Exercise objective — Extend the forum thread below about a lathe block for cross-drilling by writing what comes after its final post.

# Lathe block for cross-drilling and minor milling



## shred (May 24, 2009)

YouTube video on making and using a cross-slide v-block I ran across. Seems like a handy thing for some jobs.

[ame]http://www.youtube.com/watch?v=GRcGfni70CI[/ame]


----------



## ozzie46 (May 24, 2009)

Very Nice Shred. Thanks for posting that. Another item to put in the arsenal of accessories. ;D ;D ;D

 Ron


----------



## steamer (May 24, 2009)

I have one similar and it is very handy!

Dave


----------



## John S (May 24, 2009)

Aaahh cutter in the drill chuck, mind you a Sherline probably hasn't got enough power to walk a cutter out. ;D

JS


----------



## bearcar1 (May 24, 2009)

Well isn't that just the slickest accessory attachment you've ever seen? Nicely done video Shred, thank you.

BC1


----------



## mklotz (May 24, 2009)

If putting off-axis torques on the block (as done when drilling the rod), I'd want more than a single bolt locking the block to the cross slide.

Maybe it's not an issue on a low-power Sherline, but on a larger lathe it could become an issue.


----------



## Foozer (May 24, 2009)

mklotz  said:
			
		

> If putting off-axis torques on the block (as done when drilling the rod), I'd want more than a single bolt locking the block to the cross slide.
> 
> Maybe it's not an issue on a low-power Sherline, but on a larger lathe it could become an issue.



That condition of "rotational creep" you reference can, well, has bitten me at least. Similar set of conditions, QCTP on small lather places the cutting tip further off axis. Using a stud and nut rather than a plain bolt as the locking method seems to help some. (the application of load forces in bolt vs stud is more down your alley,) Finding that returning to the use of the original rocker tool holder increases accuracy for the same reason. Gonna make me one of those gizmos, keeping the drilling as close to the hold down center line as possible


----------



## DICKEYBIRD (May 24, 2009)

Pretty slick rig! I love shop-built jigs & fixtures. ;D

A paper shim between the block and the carriage will reduce the tendency to slip. Fine grit wet/dry sandpaper would be even better.


----------



## rickharris (May 24, 2009)

Looking at my lathe I am thinking a similar fitting to fit to the tool post will be a good idea


----------



## steamer (May 24, 2009)

Mine works fine for up to say 5/8"  My Lathe is 12"







Dave


----------



## shred (May 24, 2009)

Just to be clear, that's not my video, just one somebody sent me a link to... I'll probably do one that drops on the QCTP at some point, though the rotation issue has me thinking a little.

Record list —

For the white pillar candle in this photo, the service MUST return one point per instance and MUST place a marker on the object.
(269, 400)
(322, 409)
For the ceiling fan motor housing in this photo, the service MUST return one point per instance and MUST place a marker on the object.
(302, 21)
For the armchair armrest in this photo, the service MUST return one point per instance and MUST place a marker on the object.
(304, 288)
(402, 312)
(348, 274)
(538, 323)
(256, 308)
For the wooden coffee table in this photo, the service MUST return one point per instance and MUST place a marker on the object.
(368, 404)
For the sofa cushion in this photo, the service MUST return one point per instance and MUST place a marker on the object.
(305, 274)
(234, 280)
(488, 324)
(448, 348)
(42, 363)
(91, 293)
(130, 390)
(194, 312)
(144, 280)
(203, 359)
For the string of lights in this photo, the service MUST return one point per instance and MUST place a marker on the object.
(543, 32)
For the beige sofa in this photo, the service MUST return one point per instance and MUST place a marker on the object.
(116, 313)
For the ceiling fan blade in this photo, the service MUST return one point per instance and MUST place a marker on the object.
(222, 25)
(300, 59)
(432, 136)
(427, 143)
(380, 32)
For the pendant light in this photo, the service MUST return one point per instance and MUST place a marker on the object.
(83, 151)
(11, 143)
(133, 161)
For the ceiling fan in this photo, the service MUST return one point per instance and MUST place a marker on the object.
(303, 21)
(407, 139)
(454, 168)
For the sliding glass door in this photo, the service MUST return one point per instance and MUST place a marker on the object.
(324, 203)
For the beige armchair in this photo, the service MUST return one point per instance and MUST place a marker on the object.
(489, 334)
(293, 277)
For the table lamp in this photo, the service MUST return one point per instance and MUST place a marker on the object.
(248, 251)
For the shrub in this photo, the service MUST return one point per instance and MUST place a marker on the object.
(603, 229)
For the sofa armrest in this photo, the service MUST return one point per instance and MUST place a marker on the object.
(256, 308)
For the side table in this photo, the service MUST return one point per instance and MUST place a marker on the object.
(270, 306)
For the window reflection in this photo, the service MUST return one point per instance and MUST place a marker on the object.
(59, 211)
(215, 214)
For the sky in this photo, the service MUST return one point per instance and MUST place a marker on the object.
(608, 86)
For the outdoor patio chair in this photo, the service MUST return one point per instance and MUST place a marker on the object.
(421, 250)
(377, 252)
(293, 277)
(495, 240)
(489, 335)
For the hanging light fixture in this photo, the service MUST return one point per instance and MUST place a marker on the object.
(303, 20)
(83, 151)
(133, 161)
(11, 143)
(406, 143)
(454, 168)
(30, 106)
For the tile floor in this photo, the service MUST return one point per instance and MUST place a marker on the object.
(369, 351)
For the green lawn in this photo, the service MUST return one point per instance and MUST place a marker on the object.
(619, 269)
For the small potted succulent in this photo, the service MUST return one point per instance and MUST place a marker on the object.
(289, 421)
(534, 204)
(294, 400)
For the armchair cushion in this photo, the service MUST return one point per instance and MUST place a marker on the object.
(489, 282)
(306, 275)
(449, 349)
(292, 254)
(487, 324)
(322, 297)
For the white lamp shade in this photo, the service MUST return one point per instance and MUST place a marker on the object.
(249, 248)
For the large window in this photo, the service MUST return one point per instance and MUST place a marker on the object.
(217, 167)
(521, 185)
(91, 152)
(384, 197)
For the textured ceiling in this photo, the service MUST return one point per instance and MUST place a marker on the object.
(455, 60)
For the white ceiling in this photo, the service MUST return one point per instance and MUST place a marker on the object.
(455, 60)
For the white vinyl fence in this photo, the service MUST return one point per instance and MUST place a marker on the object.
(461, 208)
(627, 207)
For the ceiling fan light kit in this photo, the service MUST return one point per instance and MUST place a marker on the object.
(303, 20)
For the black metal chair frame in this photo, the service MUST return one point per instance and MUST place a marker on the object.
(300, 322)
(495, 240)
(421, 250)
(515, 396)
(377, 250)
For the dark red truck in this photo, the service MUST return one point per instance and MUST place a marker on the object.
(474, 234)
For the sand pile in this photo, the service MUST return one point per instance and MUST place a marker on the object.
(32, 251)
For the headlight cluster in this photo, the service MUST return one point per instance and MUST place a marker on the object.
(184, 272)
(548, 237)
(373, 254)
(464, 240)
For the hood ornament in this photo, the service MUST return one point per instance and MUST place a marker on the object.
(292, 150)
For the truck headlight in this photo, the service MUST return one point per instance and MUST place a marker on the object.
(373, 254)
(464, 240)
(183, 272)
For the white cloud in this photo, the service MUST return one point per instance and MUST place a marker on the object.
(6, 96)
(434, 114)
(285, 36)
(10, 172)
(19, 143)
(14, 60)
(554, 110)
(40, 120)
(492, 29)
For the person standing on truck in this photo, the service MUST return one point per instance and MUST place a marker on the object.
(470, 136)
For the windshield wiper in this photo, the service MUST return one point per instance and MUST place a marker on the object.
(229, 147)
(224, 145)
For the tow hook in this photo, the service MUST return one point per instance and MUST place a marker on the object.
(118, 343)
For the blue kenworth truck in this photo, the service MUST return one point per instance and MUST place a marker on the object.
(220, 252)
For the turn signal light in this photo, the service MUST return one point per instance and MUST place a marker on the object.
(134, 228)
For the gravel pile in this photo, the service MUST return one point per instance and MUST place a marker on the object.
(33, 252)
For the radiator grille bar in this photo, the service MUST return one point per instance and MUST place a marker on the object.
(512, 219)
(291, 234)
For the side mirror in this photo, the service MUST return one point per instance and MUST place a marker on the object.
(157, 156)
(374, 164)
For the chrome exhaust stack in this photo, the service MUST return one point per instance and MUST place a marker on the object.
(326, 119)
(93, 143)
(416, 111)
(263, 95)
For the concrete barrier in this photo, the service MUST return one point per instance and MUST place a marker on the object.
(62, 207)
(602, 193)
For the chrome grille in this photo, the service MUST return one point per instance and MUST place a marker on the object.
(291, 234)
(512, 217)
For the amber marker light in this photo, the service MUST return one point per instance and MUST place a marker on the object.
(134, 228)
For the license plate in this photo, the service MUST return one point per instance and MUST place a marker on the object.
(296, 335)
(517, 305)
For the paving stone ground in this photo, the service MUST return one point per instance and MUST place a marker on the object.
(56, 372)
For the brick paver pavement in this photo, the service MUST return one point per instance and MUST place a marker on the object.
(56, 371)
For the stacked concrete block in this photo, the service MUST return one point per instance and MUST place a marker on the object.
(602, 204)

==

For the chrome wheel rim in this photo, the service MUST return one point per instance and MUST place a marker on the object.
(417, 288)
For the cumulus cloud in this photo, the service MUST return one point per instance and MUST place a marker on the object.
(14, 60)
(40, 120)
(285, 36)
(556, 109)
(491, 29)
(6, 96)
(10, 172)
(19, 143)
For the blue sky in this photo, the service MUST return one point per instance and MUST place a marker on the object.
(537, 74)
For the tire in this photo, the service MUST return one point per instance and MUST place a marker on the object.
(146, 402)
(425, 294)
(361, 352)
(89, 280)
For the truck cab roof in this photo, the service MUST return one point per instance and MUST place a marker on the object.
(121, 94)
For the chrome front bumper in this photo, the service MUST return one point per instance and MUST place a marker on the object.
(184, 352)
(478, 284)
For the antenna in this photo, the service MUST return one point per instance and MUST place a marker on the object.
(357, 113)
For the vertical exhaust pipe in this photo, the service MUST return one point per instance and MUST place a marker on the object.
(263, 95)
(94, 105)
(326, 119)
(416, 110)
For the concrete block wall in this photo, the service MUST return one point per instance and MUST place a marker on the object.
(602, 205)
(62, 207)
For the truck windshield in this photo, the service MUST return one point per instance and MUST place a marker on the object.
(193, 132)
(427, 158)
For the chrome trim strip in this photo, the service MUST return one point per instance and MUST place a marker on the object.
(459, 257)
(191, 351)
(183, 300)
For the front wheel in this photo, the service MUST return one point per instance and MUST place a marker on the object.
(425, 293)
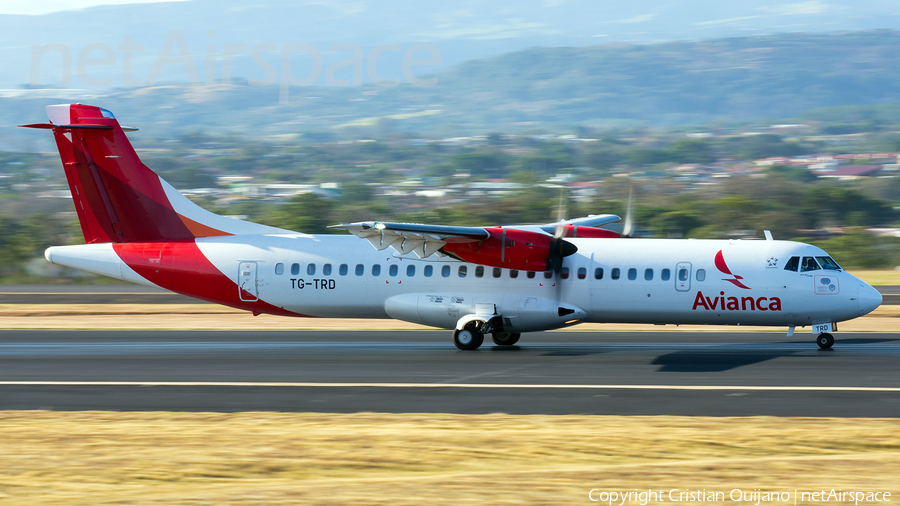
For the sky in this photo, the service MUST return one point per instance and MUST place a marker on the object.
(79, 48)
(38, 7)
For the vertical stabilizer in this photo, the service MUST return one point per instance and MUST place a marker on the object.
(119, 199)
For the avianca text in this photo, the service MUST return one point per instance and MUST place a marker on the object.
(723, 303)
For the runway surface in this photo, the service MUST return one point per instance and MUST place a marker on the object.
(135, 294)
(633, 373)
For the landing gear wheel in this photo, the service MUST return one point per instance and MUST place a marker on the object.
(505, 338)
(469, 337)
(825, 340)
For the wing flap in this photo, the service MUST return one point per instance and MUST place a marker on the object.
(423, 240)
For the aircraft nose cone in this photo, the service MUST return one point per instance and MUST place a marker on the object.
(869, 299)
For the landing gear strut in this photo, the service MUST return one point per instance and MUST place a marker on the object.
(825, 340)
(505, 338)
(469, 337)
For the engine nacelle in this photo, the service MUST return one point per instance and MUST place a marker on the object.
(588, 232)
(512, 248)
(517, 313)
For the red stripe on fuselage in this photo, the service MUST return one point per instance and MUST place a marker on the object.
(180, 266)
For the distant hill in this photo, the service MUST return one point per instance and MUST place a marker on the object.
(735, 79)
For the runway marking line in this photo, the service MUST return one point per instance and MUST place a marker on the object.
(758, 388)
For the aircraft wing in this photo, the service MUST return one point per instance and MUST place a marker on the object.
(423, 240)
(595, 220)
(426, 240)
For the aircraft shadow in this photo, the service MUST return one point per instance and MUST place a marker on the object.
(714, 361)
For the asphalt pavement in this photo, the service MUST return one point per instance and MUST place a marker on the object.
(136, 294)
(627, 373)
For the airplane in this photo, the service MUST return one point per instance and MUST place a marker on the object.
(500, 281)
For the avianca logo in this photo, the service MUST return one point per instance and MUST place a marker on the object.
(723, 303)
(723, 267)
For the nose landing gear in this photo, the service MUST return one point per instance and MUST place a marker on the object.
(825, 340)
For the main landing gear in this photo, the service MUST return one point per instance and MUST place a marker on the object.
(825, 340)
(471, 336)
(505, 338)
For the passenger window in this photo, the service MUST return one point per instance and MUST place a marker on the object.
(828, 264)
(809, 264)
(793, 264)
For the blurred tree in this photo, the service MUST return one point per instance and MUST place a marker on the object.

* * *

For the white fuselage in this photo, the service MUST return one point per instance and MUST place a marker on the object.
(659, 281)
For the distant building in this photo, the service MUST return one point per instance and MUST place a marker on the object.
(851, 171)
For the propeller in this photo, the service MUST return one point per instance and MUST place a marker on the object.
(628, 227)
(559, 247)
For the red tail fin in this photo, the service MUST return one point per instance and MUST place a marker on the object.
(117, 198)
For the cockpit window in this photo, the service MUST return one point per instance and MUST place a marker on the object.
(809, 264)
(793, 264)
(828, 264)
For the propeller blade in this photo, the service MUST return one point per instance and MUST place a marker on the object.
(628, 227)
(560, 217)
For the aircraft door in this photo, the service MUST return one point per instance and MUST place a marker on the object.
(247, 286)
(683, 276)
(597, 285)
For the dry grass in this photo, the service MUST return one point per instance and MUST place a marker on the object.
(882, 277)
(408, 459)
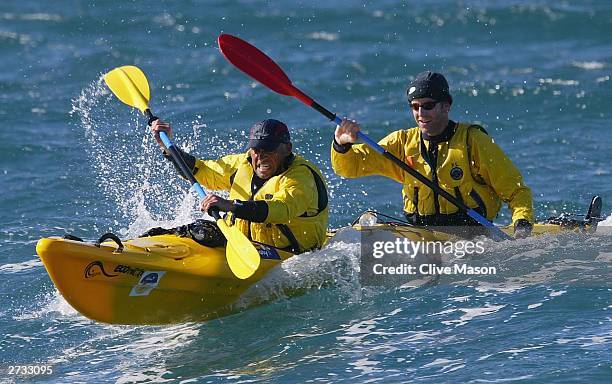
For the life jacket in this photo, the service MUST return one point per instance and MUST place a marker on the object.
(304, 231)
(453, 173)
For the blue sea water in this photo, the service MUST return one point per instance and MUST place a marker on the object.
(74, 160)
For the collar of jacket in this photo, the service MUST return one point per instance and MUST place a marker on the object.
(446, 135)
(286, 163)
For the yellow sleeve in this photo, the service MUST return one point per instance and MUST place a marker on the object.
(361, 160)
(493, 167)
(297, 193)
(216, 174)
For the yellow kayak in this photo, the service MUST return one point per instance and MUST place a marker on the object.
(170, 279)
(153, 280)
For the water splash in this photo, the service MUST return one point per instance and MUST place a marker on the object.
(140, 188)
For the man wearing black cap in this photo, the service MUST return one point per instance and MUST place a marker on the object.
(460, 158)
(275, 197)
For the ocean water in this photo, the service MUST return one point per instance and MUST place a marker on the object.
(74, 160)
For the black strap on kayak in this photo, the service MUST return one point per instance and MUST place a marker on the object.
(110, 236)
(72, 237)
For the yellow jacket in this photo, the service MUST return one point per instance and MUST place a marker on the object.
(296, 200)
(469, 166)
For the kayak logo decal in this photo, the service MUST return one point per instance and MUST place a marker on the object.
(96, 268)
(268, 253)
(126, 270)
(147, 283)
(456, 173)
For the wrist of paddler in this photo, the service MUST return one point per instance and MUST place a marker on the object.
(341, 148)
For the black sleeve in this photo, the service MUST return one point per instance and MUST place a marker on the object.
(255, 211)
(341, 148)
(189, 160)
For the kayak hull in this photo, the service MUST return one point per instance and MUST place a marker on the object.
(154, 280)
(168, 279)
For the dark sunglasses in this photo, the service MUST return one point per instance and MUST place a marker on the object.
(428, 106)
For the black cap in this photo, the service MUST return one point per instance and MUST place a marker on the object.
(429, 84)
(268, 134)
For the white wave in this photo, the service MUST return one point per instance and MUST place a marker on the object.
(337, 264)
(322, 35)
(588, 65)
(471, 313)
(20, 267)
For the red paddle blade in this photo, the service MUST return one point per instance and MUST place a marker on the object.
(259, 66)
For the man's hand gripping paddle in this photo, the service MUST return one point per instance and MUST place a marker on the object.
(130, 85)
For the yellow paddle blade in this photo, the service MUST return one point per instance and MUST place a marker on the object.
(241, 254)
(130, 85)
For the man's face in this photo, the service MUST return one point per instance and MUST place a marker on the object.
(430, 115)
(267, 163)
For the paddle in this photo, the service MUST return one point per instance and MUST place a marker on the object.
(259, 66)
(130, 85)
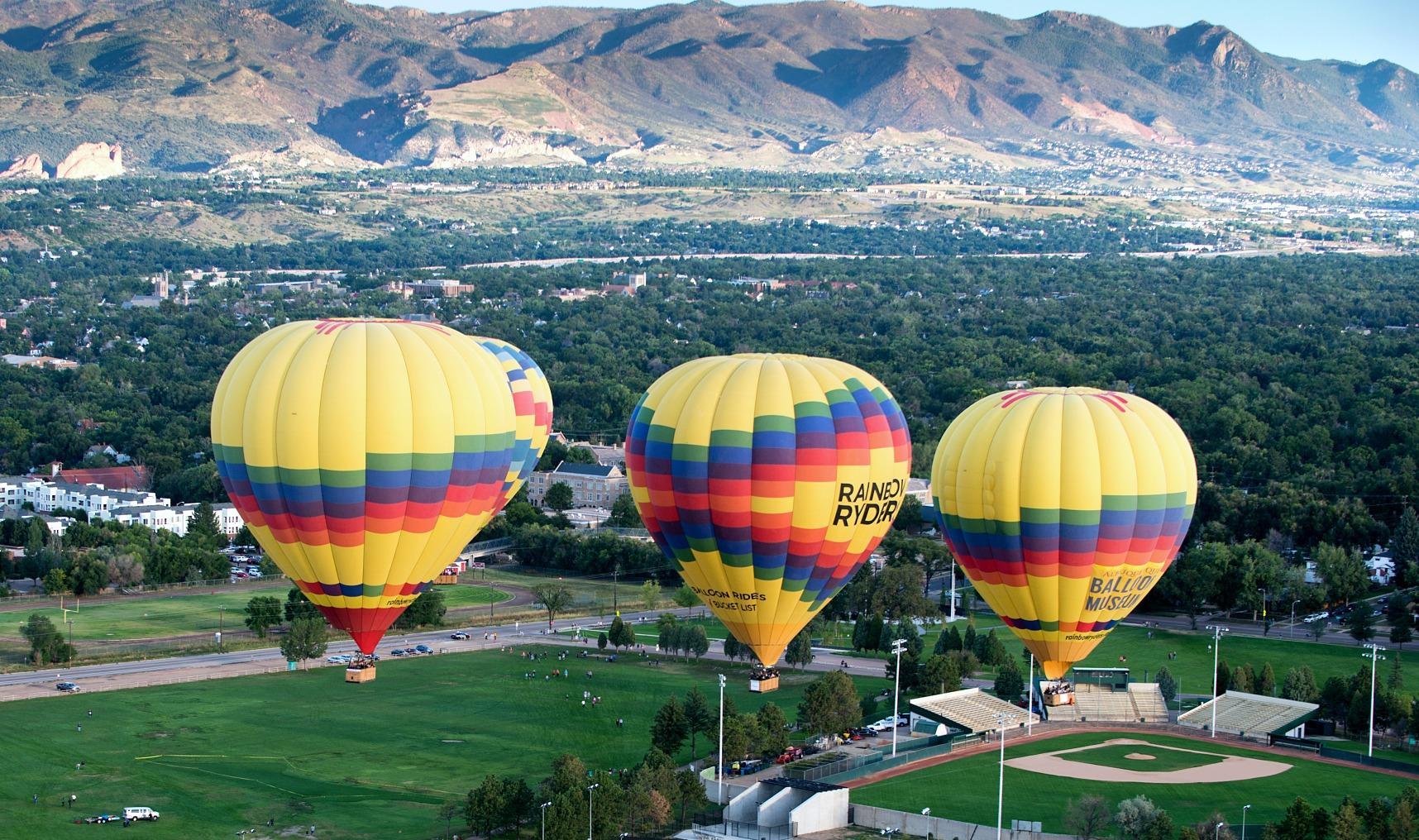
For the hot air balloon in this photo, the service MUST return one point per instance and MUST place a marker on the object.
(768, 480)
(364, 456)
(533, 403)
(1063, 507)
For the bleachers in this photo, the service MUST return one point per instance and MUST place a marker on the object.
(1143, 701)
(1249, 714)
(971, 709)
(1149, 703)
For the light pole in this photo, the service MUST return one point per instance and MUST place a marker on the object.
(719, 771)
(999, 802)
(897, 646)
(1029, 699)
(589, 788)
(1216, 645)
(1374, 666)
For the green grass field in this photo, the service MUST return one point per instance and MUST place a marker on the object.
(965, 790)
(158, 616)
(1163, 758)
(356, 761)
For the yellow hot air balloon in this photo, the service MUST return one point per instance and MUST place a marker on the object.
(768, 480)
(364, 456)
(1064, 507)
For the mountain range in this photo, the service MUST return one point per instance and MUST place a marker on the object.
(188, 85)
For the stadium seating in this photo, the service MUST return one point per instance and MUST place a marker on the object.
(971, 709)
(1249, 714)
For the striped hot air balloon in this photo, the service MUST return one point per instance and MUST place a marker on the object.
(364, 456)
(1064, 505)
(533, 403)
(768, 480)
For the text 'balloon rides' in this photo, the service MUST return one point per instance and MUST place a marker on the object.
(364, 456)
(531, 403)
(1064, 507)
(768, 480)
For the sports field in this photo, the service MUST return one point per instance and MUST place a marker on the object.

Expected answer —
----------



## steamer (May 24, 2009)

Hi Shred,

Mine mounts on an AXA wedge post and works fine with the one clamp bolt....don't be aggressive with a 1.25 twist drill mind you, but up to 1/2 -5/8, you will have little to worry as long as the over hang (moment arm) is below 2".

Dave


----------



## John S (May 24, 2009)

Mine fits in the tailstock.






Can't mill with it but it's very quick to setup for cross drilling.

http://www.arceurotrade.co.uk/Catalogue/Machines-Accessories/Lathe-Accessories

JS.


----------



## ChooChooMike (May 24, 2009)

Clarifying what Shred mentioned about the video - The YouTube vid is from a guy with the handle *gmark1953*. This guy has a number of other vidoes too that show some other slick tricks/tips, many of them using the Sherline lathe/mill. Check the rest of the out at :

http://www.youtube.com/profile?user=gmark1953&view=videos

Cool stuff !

Mike


----------



## steamer (May 24, 2009)

A crotch center sure is fast.  Mounted on the compound, the block can be turned to drill on an angle, and can be indexed for a series of holes....


Dave


----------



## AlanHaisley (May 25, 2009)

mklotz  said:
			
		

> If putting off-axis torques on the block (as done when drilling the rod), I'd want more than a single bolt locking the block to the cross slide.
> 
> Maybe it's not an issue on a low-power Sherline, but on a larger lathe it could become an issue.



Odd that after he prepped the fixture the way he did that he didn't use the centered vertical groove as the backstop for his drilling example.

Used as I would expect it to be there wouldn't be any off-axis loading.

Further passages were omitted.